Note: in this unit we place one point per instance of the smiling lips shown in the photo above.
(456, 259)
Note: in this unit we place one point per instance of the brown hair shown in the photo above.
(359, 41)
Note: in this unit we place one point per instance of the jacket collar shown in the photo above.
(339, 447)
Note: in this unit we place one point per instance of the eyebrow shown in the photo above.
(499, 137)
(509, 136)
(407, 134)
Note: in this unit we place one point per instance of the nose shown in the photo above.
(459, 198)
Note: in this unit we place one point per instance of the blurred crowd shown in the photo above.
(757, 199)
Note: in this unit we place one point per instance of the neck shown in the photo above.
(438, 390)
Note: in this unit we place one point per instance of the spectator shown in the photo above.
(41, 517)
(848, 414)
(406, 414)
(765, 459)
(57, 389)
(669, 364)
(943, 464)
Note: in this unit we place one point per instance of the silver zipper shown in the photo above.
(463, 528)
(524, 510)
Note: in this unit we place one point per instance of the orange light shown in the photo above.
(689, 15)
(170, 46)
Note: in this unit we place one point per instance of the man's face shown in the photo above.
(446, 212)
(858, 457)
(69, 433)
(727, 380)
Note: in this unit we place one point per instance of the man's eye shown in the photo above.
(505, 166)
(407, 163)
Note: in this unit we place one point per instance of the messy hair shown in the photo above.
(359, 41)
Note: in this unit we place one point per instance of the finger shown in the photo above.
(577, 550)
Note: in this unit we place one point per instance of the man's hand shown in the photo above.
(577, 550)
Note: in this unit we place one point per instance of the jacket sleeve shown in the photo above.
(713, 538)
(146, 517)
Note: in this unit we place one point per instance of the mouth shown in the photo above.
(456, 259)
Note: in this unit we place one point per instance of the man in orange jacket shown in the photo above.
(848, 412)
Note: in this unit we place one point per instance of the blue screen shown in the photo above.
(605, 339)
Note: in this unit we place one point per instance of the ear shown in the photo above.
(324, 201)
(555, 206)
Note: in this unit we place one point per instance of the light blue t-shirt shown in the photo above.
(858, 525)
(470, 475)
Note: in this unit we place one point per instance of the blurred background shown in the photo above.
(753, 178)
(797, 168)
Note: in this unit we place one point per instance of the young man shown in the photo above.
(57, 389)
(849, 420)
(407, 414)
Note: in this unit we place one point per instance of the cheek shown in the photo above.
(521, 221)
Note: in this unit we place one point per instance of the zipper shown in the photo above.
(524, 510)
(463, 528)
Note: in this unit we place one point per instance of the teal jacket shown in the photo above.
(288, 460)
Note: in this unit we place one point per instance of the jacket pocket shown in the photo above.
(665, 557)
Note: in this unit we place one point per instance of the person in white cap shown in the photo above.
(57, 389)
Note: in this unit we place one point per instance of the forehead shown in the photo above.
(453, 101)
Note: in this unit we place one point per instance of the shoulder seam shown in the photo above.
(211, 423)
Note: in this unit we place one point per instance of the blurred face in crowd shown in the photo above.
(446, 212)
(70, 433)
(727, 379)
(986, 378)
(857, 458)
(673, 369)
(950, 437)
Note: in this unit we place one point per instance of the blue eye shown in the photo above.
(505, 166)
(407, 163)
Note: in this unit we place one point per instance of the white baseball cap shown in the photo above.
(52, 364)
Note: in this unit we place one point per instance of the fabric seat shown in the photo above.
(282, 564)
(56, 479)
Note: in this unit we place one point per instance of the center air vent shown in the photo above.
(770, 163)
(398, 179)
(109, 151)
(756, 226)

- _Task goal_:
Extract exactly the lines between the line containing "in crowd shown in the photo above." and the end of the data, including both.

- _Solution to the problem_:
Note: in this unit we place one point per instance of the blurred face in crowd shown in the photo above.
(446, 212)
(70, 433)
(727, 379)
(986, 378)
(857, 458)
(673, 369)
(950, 437)
Note: in this unit we place one point per instance of the blue eye shown in the photo above.
(505, 166)
(407, 163)
Note: in this unit we place one point per instance of the white baseball cap shown in the photo above.
(52, 364)
Note: in this unit we place one point per instance of the fabric seat shown in the photo above.
(282, 564)
(56, 479)
Note: in this unit we place one point per instance of the center air vent shown in the photo above.
(770, 163)
(398, 179)
(109, 151)
(756, 226)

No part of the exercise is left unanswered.